-- start SUPPLIED ENTRIES --

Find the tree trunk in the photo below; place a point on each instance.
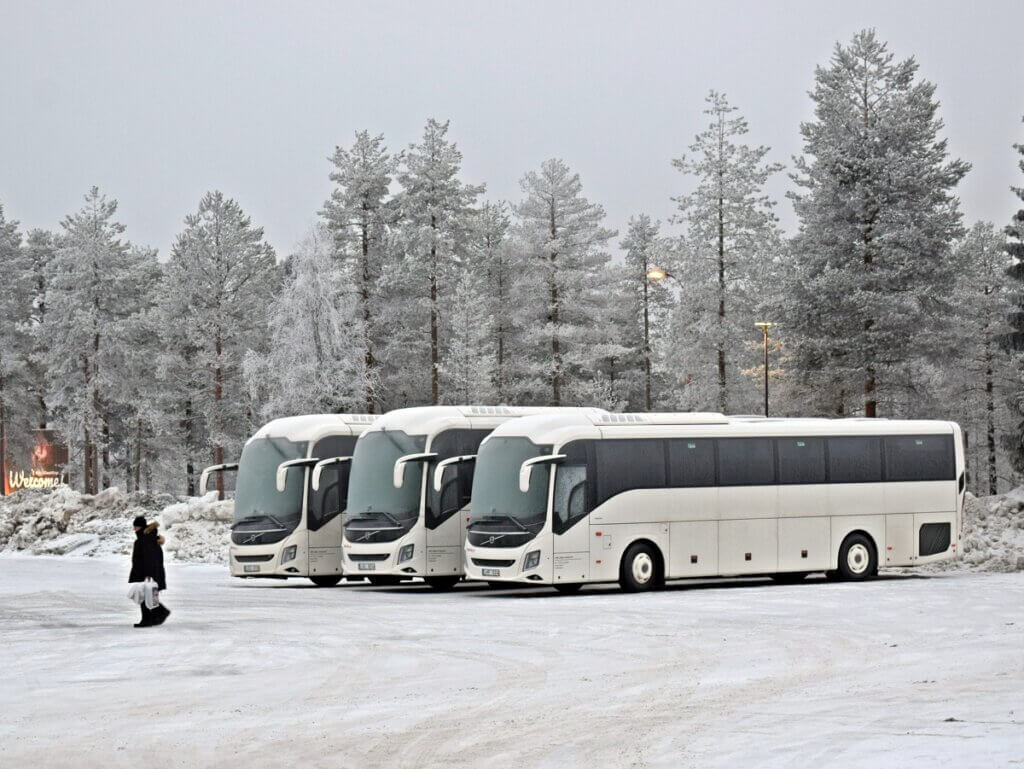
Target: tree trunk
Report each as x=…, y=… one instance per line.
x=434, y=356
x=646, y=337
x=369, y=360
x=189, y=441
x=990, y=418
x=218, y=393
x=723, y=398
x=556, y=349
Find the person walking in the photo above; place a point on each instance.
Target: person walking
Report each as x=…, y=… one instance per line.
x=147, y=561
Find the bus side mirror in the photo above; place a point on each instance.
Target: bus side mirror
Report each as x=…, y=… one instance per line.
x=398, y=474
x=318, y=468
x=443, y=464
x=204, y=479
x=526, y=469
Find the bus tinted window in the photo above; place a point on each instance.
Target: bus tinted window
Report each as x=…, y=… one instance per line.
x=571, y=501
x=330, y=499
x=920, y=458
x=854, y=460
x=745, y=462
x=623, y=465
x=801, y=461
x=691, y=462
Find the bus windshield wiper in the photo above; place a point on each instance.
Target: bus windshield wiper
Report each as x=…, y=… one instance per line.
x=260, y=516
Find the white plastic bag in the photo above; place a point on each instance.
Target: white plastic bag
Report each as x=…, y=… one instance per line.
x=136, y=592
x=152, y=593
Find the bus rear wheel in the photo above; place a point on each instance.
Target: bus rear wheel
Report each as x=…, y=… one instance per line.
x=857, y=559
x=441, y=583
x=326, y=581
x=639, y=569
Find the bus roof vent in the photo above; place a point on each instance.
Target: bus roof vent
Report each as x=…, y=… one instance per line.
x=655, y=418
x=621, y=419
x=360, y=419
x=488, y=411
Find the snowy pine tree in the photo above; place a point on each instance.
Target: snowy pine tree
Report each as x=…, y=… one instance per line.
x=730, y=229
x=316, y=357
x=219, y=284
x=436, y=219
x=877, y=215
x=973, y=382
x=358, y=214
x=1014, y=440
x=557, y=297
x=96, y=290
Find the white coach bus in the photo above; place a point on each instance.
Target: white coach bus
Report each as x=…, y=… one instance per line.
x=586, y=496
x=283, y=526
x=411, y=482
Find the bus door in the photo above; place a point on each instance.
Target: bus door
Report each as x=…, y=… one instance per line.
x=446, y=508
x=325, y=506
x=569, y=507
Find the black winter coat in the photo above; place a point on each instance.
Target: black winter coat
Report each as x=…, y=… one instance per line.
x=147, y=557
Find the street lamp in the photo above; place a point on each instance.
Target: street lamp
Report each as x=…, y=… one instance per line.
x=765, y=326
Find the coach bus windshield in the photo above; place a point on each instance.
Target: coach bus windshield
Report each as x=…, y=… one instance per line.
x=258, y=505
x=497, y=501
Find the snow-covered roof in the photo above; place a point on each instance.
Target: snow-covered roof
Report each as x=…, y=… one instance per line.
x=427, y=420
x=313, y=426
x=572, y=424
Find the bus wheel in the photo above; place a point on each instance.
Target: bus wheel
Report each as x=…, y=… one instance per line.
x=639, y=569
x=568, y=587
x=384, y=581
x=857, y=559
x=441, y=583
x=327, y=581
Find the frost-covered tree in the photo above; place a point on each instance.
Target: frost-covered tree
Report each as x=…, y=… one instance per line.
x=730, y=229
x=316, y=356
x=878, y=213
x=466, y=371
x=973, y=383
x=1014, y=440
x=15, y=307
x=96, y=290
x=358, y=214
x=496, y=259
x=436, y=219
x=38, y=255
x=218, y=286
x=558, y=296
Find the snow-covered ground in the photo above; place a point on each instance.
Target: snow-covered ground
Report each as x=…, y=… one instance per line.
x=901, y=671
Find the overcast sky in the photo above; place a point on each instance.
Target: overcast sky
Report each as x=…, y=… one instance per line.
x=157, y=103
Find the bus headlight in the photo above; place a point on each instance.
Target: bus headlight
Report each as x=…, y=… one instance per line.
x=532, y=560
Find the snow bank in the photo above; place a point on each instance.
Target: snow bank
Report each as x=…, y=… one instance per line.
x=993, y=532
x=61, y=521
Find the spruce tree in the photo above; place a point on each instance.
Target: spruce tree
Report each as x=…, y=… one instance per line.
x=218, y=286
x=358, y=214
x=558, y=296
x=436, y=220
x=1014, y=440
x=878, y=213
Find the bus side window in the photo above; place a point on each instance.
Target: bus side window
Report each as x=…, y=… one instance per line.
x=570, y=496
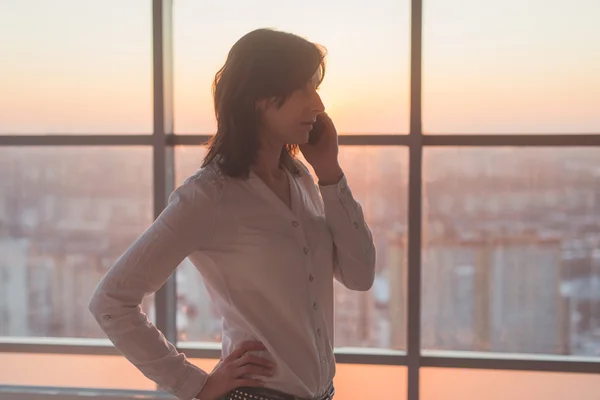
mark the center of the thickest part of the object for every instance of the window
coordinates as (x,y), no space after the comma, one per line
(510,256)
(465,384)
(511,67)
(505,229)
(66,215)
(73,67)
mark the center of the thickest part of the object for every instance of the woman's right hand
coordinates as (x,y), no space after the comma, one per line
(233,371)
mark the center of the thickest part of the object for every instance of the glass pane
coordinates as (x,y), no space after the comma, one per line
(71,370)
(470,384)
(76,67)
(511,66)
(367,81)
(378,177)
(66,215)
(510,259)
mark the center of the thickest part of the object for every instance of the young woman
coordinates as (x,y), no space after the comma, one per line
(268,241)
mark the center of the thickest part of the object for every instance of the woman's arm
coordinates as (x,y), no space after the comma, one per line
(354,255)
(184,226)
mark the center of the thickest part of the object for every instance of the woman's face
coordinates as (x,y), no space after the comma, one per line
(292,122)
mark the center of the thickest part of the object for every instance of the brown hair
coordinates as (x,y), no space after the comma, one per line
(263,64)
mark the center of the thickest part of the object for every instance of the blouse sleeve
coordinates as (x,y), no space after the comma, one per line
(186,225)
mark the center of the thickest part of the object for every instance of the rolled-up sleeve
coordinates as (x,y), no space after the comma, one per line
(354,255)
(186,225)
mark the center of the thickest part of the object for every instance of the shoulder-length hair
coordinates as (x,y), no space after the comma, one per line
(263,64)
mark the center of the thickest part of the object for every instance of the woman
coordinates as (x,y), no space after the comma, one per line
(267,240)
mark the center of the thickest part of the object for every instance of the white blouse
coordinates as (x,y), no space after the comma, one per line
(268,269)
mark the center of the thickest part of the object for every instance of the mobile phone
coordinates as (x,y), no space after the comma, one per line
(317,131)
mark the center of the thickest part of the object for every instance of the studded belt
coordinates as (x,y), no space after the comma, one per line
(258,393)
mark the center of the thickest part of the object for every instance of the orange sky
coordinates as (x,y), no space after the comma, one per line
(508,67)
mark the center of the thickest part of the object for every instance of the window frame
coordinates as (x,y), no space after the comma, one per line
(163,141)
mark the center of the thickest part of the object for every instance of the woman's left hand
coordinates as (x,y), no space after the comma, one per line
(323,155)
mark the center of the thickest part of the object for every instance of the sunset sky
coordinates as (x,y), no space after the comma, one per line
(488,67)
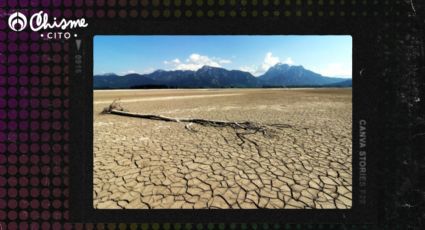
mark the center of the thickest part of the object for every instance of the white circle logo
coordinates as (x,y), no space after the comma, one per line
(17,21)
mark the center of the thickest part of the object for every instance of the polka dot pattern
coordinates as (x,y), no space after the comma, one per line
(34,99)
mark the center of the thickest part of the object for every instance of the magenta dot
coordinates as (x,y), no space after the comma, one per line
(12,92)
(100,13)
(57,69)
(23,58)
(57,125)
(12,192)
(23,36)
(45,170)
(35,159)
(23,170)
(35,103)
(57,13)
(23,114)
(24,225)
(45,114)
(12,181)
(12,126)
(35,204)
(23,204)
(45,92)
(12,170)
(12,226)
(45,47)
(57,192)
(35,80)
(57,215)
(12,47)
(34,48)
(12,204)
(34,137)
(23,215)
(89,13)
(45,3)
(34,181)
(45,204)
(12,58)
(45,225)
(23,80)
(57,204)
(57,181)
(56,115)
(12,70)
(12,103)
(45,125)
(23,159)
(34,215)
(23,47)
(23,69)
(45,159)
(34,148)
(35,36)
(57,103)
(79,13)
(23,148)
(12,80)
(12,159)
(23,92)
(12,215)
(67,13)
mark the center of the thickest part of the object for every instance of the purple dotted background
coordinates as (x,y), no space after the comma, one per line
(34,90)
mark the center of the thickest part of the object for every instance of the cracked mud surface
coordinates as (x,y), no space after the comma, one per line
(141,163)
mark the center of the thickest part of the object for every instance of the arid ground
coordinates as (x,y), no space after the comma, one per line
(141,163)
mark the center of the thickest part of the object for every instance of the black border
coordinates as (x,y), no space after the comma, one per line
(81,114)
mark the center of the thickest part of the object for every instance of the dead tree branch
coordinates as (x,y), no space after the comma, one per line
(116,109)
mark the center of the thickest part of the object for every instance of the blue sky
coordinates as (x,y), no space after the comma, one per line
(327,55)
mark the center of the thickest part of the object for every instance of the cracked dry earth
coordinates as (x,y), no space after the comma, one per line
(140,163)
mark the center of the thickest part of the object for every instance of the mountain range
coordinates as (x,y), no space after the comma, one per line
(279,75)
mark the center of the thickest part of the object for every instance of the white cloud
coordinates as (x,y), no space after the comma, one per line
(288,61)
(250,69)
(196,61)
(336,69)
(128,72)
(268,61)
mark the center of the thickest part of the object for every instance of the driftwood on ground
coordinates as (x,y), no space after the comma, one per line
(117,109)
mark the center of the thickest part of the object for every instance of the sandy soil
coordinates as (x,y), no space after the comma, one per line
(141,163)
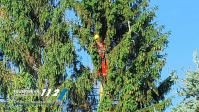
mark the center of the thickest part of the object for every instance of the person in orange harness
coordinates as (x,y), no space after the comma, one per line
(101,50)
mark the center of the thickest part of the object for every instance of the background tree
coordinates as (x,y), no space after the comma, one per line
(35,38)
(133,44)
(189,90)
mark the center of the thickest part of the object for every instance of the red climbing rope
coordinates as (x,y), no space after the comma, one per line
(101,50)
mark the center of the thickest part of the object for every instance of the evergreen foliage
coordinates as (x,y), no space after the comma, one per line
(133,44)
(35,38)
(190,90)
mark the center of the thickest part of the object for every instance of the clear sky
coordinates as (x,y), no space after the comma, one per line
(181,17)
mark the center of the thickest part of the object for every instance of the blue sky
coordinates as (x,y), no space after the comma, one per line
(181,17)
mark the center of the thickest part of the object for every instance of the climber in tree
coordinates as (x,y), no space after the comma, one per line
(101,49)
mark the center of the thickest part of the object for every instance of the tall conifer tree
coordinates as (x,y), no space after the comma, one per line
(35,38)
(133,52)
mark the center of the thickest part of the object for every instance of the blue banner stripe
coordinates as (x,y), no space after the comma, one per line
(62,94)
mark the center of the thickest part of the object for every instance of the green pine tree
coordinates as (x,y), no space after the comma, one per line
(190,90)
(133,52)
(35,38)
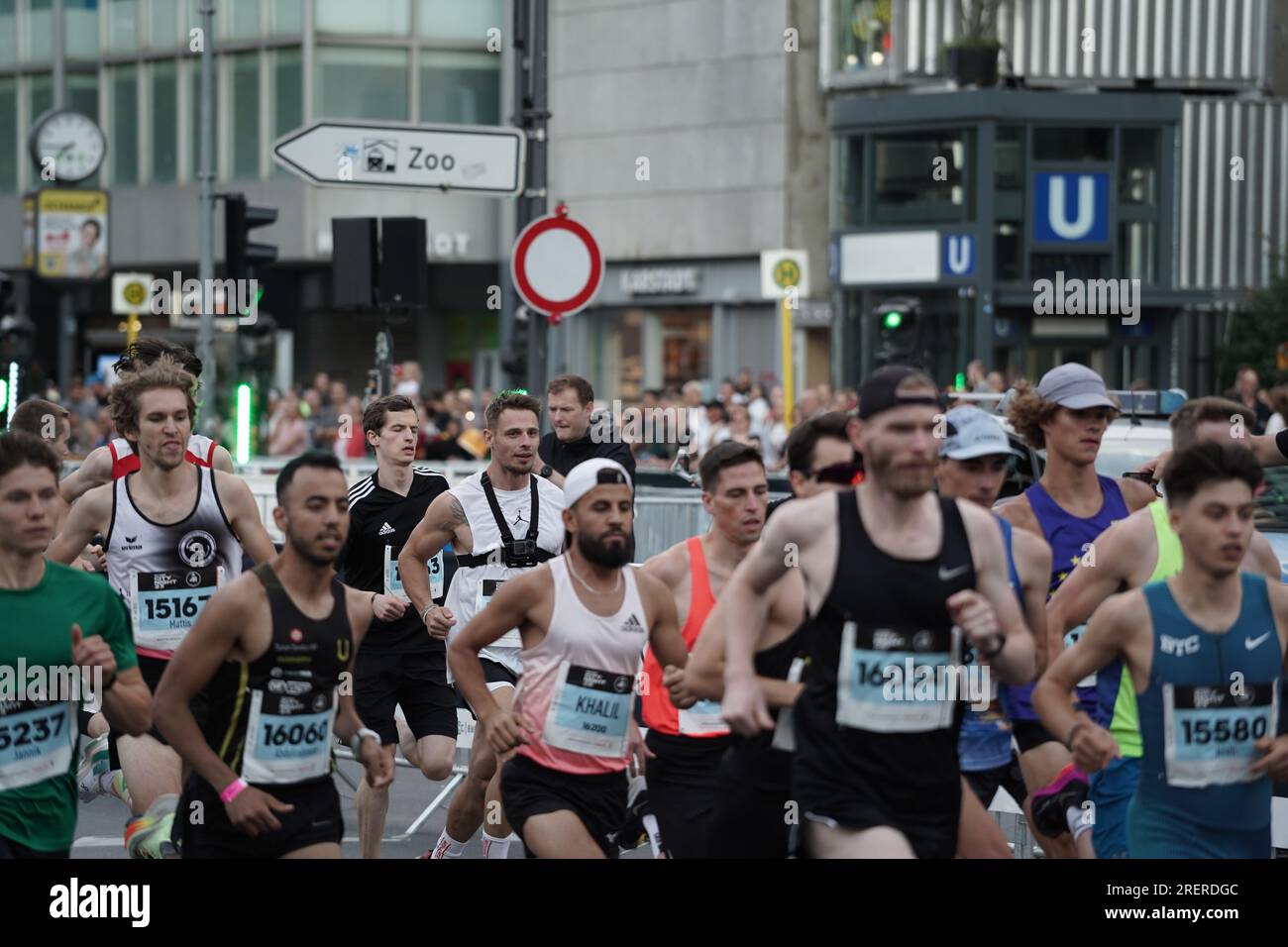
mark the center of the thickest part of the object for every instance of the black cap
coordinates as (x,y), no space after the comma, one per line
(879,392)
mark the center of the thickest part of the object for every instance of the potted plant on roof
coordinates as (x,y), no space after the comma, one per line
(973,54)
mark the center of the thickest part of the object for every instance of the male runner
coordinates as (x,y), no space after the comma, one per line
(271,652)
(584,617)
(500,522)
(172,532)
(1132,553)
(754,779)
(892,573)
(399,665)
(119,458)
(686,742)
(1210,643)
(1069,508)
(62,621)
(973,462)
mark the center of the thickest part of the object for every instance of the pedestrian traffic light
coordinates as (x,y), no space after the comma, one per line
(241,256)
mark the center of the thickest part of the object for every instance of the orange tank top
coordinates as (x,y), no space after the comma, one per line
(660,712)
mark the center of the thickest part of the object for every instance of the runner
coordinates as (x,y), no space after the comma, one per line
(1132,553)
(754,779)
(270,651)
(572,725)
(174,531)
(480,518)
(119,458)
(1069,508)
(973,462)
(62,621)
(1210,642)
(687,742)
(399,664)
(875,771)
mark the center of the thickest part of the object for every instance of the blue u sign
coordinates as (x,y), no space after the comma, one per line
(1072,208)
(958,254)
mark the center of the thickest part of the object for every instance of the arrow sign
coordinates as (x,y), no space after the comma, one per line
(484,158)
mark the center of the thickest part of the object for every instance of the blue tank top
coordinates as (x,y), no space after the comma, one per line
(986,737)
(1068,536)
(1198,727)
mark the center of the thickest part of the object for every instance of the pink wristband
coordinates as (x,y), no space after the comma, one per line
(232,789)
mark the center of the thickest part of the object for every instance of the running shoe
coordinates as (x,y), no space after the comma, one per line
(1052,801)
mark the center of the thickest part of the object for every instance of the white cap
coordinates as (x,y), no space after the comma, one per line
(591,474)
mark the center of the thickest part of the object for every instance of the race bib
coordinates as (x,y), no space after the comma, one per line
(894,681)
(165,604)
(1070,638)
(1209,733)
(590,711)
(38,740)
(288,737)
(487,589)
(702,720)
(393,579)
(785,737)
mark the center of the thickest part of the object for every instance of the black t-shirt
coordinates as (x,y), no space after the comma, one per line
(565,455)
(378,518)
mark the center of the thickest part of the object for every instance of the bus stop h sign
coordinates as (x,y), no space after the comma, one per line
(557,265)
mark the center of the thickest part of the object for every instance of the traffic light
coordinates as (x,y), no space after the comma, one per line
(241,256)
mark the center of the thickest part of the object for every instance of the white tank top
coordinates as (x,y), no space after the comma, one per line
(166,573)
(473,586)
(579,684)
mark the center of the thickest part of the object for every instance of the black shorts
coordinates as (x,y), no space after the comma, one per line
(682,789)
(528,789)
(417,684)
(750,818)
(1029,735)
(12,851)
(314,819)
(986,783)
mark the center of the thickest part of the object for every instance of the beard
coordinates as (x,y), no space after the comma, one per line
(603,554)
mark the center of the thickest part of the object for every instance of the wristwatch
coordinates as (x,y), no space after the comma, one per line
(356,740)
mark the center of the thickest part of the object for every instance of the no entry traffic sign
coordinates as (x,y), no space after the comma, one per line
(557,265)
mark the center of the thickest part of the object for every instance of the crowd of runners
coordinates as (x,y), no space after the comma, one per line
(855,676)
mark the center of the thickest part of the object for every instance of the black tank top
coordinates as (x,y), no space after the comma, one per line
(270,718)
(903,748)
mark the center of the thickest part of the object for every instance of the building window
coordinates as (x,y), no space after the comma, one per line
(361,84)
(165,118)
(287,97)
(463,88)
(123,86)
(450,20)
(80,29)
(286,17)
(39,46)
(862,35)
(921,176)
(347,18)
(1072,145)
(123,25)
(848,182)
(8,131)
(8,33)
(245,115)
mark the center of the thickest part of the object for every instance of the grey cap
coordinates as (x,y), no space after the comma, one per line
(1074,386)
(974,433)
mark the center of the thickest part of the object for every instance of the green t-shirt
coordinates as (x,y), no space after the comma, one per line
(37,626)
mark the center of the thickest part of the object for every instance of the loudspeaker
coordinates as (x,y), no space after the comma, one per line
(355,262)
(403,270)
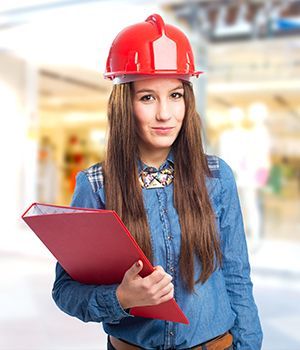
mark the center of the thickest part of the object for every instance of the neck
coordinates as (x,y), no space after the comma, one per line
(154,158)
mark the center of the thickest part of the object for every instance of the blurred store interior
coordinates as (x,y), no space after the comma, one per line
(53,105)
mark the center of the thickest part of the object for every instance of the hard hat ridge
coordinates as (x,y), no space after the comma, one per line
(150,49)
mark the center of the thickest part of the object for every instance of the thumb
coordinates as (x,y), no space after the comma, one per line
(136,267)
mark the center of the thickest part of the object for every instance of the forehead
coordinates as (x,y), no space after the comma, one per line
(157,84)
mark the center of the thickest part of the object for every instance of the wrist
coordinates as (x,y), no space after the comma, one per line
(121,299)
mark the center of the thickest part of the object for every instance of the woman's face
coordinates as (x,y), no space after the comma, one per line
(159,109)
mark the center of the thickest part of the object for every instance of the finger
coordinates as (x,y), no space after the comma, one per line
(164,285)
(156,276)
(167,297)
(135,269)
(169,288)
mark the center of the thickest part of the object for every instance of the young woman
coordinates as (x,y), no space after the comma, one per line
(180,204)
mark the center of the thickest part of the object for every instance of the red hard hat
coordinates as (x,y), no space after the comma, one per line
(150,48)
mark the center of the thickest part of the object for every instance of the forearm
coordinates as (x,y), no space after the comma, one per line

-- end SUPPLIED ENTRIES --

EXERCISE DETAILS: Copy the records, starting with their first line and going on through the line with "x=488, y=411", including that line. Leave the pictures out of your copy.

TASK OUTPUT:
Find the tree trunk in the photo below; place a point on each instance.
Target: tree trunk
Report each as x=…, y=… one instance per line.
x=434, y=356
x=646, y=337
x=369, y=360
x=189, y=441
x=990, y=418
x=218, y=393
x=723, y=398
x=556, y=349
Find the person walking in the photo above; place a point on each instance.
Target: person walking
Report each as x=…, y=… one instance per line.
x=147, y=561
Find the bus side mirror in the photo above; place a point on each instance.
Target: bus side mirror
Report each as x=…, y=… one instance per line.
x=398, y=474
x=318, y=468
x=443, y=464
x=204, y=479
x=526, y=469
Find the bus tinted window in the photo above; place a point on each instance.
Target: bus tinted window
Report each as x=…, y=… one instance per line.
x=571, y=501
x=330, y=499
x=920, y=458
x=854, y=460
x=745, y=462
x=623, y=465
x=801, y=461
x=691, y=462
Find the bus windshield wiper in the photo above; place a point on each instance.
Target: bus windshield wiper
Report each as x=…, y=… one instance per line.
x=260, y=516
Find the white plastic bag in the photo above; place a point on each instance.
Target: white plastic bag
Report each as x=…, y=… one instance per line.
x=136, y=592
x=152, y=593
Find the bus rear wheel in the photo above; place a point on each instance.
Target: bus rear wheel
Report each as x=…, y=… one instance per line.
x=857, y=559
x=441, y=583
x=326, y=581
x=639, y=569
Find the bus roof vent in the photo above; place a point on each instance.
Target: bus roof vent
Report each as x=…, y=… one instance per line.
x=655, y=418
x=621, y=419
x=360, y=419
x=488, y=411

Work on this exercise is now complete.